» WHAT THE TASK REQUIRES: Can you write out the whole listing exactly?

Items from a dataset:
****************

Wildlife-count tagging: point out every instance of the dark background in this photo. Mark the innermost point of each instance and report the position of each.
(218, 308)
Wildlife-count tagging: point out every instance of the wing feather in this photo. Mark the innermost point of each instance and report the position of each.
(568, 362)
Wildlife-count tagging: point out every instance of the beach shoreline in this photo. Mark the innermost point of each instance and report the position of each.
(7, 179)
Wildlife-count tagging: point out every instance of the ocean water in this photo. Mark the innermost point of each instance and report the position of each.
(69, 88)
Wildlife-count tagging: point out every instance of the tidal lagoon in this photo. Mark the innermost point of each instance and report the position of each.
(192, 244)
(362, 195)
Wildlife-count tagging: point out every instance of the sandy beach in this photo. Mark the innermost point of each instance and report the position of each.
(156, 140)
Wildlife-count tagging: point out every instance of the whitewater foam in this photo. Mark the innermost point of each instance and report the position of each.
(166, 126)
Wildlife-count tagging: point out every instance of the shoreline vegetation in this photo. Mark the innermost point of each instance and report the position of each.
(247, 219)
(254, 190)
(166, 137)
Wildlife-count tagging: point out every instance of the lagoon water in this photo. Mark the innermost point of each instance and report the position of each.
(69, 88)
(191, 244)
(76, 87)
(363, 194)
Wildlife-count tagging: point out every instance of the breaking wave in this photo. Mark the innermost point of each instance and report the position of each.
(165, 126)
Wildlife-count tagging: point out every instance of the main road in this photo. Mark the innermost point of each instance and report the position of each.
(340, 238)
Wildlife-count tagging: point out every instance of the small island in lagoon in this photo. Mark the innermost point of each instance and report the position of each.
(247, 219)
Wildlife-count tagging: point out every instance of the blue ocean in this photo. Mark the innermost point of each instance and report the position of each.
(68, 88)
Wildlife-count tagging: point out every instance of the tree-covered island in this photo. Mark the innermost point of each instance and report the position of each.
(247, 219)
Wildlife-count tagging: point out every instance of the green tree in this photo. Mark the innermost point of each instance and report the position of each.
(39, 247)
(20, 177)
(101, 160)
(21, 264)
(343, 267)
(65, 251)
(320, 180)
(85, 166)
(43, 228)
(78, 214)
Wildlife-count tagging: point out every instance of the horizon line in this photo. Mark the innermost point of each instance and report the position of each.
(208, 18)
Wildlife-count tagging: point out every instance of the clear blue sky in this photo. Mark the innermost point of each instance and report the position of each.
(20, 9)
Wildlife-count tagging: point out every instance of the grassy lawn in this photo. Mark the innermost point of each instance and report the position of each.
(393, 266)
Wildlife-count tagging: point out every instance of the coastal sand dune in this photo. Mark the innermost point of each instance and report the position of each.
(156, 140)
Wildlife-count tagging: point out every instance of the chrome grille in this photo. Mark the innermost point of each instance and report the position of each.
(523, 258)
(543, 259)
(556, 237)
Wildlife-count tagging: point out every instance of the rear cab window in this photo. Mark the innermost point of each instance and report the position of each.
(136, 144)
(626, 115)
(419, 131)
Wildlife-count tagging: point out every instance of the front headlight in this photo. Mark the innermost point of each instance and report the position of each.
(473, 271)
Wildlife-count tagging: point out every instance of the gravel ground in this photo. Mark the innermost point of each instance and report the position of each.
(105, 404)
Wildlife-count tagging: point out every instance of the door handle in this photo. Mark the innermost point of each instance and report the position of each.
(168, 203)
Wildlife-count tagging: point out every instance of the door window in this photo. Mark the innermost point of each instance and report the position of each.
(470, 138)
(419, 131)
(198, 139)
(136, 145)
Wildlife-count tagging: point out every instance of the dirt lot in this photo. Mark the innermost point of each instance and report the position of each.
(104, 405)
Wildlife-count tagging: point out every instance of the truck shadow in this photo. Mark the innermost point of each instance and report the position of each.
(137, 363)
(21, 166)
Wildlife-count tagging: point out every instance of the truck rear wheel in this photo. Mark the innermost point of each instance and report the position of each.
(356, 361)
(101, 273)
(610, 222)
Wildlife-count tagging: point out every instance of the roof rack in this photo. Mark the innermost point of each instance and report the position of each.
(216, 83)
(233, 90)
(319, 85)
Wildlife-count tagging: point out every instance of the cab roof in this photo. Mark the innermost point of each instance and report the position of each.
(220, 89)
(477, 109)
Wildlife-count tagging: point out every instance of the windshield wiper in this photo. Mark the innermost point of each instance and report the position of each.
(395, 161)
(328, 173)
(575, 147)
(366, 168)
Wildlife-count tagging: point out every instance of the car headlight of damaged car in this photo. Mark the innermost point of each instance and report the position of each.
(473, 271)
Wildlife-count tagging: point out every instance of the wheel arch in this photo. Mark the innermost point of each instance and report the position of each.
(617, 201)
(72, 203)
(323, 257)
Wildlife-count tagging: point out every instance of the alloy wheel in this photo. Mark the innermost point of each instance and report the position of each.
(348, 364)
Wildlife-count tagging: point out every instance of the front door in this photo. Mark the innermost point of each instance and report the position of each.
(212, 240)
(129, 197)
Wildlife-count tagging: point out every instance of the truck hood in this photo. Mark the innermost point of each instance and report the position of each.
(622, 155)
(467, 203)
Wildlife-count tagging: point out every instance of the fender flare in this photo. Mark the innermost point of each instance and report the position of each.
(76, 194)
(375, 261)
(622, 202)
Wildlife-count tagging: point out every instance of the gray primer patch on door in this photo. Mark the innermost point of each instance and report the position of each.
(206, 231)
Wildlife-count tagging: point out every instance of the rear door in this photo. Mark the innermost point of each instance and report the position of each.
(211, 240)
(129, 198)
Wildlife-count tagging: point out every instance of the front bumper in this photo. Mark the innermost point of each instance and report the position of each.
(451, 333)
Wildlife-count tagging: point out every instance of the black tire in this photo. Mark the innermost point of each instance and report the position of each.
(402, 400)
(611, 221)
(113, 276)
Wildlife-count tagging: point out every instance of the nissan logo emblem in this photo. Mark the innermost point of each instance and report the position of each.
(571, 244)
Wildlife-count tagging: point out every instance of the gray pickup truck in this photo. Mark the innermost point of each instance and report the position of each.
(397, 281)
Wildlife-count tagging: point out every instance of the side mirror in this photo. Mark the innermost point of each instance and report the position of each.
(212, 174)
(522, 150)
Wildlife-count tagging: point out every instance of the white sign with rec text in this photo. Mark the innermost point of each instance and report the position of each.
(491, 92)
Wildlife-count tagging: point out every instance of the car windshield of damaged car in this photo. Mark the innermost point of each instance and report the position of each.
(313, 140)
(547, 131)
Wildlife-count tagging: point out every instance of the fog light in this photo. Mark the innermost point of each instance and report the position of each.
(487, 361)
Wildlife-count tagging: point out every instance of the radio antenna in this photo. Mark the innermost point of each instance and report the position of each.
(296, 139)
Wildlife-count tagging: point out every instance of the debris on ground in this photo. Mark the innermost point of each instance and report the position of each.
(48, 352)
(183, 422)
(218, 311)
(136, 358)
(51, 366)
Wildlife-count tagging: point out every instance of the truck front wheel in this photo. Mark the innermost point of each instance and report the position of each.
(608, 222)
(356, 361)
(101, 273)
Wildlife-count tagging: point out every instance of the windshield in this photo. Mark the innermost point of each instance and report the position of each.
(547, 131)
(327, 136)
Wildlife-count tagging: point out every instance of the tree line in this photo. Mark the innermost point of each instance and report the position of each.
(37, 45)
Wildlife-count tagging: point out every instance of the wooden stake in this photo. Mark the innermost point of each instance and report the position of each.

****************

» EXPECTED ANSWER:
Wildlife-count tagging: point out every instance of the dark background in this photo. Mark the innermost point of each instance and report the position of each.
(218, 308)
Wildlife-count tagging: point out every instance of the wing feather in this photo. Mark the innermost point of each instance and report the position of each.
(568, 362)
Wildlife-count tagging: point out every instance of the beach shoreline in this photo. Mark the innermost point of each instance and report the position of each.
(7, 179)
Wildlife-count tagging: point out every instance of the ocean water in this photo. Mark the innermost point of each instance and report the position of each.
(69, 88)
Wildlife-count tagging: point out every instance of the tidal lagoon in this photo. Mark the innermost point of each instance and report the position of each.
(192, 244)
(362, 195)
Wildlife-count tagging: point out every instance of the sandy beach in this photo. Mark the innermost point of each instance and report the position of each.
(156, 140)
Wildlife-count tagging: point out every instance of the whitewater foam in this photo. Mark the innermost point of each instance and report the position of each.
(166, 126)
Wildlife-count tagging: point out every instance of the shoreline vegetation in this photo. Mark the innermost point of each instance and report the position of each.
(247, 219)
(254, 190)
(166, 137)
Wildlife-count tagging: point out every instance of the lagoon water in this photo. Mark the innermost point of each instance and report the position of each.
(69, 88)
(191, 244)
(76, 87)
(363, 194)
Wildlife-count tagging: point out every instance of the breaking wave in this photo. Mark the innermost point of each instance and report the position of each.
(165, 126)
Wildlife-count tagging: point out every instance of the main road in this photo. Mark the innermost point of each instance and report the position of each.
(340, 238)
Wildlife-count tagging: point out every instance of the small island in lagoon in this photo. Mark the innermost point of each instance and report the position of each.
(247, 219)
Wildlife-count tagging: point out every instance of the blue ocean in this photo. Mark the innermost point of each instance and report the position of each.
(68, 88)
Wildlife-count tagging: point out every instance of the tree-covered island in this photo. Mark the innermost point of each instance and report the position of each.
(247, 219)
Wildlife-count tagging: point out every instance of the green tree in this photo. Mark the innermost point of each instance and report the position of each.
(39, 247)
(20, 177)
(101, 160)
(21, 264)
(343, 267)
(65, 251)
(320, 180)
(85, 166)
(43, 228)
(78, 214)
Wildlife-count tagging: point out every instance of the horizon line in this photo. Mark the innermost point of each instance and report the position of each.
(208, 18)
Wildlife-count tagging: point out every instance of the clear blue sky in this photo. Mark the innermost point of each instance and report the position of each.
(20, 9)
Wildlife-count tagging: point out every instance of the grassy lawn in this photo. Mark the innermost point of each instance and report the position of each.
(393, 266)
Wildlife-count tagging: point out every instance of the coastal sand dune in this photo. Mark the innermost point of each instance and report the position of each.
(156, 140)
Wildlife-count tagging: point out every instance of the chrome grille in this photo. Mark the innermost point of each instance and report the position of each.
(523, 258)
(543, 259)
(556, 237)
Wildlife-count tagging: point out every instance of the rear cab window in this photo. Mark the innermost point of each instance and report the position of each.
(136, 144)
(626, 115)
(419, 131)
Wildlife-count tagging: point out every instance of the front headlight in this photo. Mark the innermost point of each instance and report the position of each.
(473, 271)
Wildlife-count tagging: point out every instance of the gravel ground in this photo. Mark the innermost point of each instance and report the position of each.
(105, 404)
Wildlife-count tagging: point out every instance of the door handle in this photo. Mark the innermost point of each instance and report the position of each.
(168, 203)
Wildlife-count tagging: point out every instance of the door window in this photo. Mark the innermost point of each instance and report the position of each.
(470, 138)
(419, 131)
(198, 139)
(136, 145)
Wildlife-count tagging: point out every instance of the dirt lot in this photo. Mark the innermost point of each instance and report the position of each.
(104, 405)
Wildlife-count tagging: point out every instance of the truck shadow in this photo. Mark the innermost point of each instance and report the position of each.
(137, 363)
(21, 166)
Wildlife-count tagging: point out every instance of the truck rear wheel in this photo. Mark the innermost point of each instance and report the position of each.
(356, 361)
(101, 273)
(610, 222)
Wildlife-count tagging: point out every instance of the roof rack in this photo. Mark the innermost point of each instance and report the position of each.
(216, 83)
(233, 90)
(319, 85)
Wildlife-count tagging: point out every instance of the cab roof in this photo. Mark the innermost point of each instance and report the position of each.
(220, 89)
(477, 109)
Wildlife-count tagging: point out every instance of the windshield wiper in this photo. Mark the innermost point of each instance and report the position of each.
(395, 161)
(328, 173)
(575, 147)
(366, 168)
Wildlife-count tagging: point out every instance of the car headlight of damaged car in this photo. Mark the innermost point of each instance and report the position of each.
(473, 271)
Wildlife-count tagging: point out every instance of the wheel arch in this photo. Mark the innermost point of each instance and report the position of each.
(617, 201)
(72, 203)
(323, 257)
Wildlife-count tagging: point out every instance of the alloy wheel in this photo. Mark the innermost point of each instance and report the position of each.
(348, 364)
Wildlife-count tagging: point out every instance of the front door in this photo. Mark the innermost point of each instance and report the position of each.
(212, 240)
(129, 197)
Wildlife-count tagging: point out every instance of the truck hood in this photo. Mark the innermost point of each instance and report the position of each.
(622, 155)
(467, 203)
Wildlife-count tagging: point out every instance of the fender flare in this photo. Mark the innermost point of each instance and report the position of each.
(76, 194)
(375, 261)
(622, 202)
Wildlife-count tagging: point out every instance of the gray primer patch on door in this photo. Mark the innermost point of each instance and report the position of each.
(206, 231)
Wildlife-count tagging: point out every instance of the rear door in this photo. Mark the innermost point of each instance and report the position of each.
(211, 240)
(129, 198)
Wildlife-count tagging: point out every instance of the front bumper in this photo. Mark the innermost point of each instance and report the position of each.
(451, 333)
Wildlife-count tagging: point out every instance of the black tire in this photo. Mark the innermost point of each instance and report the position of each.
(402, 400)
(611, 221)
(113, 276)
Wildlife-count tagging: point out every instance of the nissan logo emblem in this photo. Mark the innermost point of each instance and report the position of each.
(571, 244)
Wildlife-count tagging: point out every instance of the gray pickup truck in this photo. Mark the innermost point of each instance and report the position of each.
(397, 281)
Wildlife-count tagging: point out every instance of the side mirror in this photo. Mark the innermost point of each instance and report the position of each.
(212, 174)
(522, 150)
Wildlife-count tagging: point out every instance of the white sign with rec text in this photo. Mark the innermost point of each instance and report the position of each.
(491, 92)
Wildlife-count tagging: point out every instance of the car windshield of damaged car in this photo. Mark the innermost point of each instance and report the position of each.
(313, 140)
(547, 131)
Wildlife-count tagging: point out every instance of the fog light in this photo. Mark the innermost point of each instance and report the position of each.
(487, 361)
Wildlife-count tagging: point out every instance of the radio antenna in this photo. Mark the innermost point of each instance and report the position of each.
(296, 139)
Wildlife-count tagging: point out every instance of the debris on ground in this photo. Mark the innermost point of each instance and report the position of each.
(48, 352)
(183, 422)
(218, 311)
(136, 358)
(51, 366)
Wildlife-count tagging: point out every instance of the truck front wheel in this photo. Mark the innermost point of each instance and report the position of each.
(608, 222)
(356, 361)
(101, 273)
Wildlife-count tagging: point out every instance of the windshield in this photo. Mark the innermost point of each instance and report the position of each.
(547, 131)
(327, 136)
Wildlife-count tagging: point out every instance of the tree line in this photo. Mark the innermost point of each instance and report the position of each.
(37, 45)
Wildlife-count tagging: point out every instance of the wooden stake in this photo. Mark the innermost point of each instance and report the position of each.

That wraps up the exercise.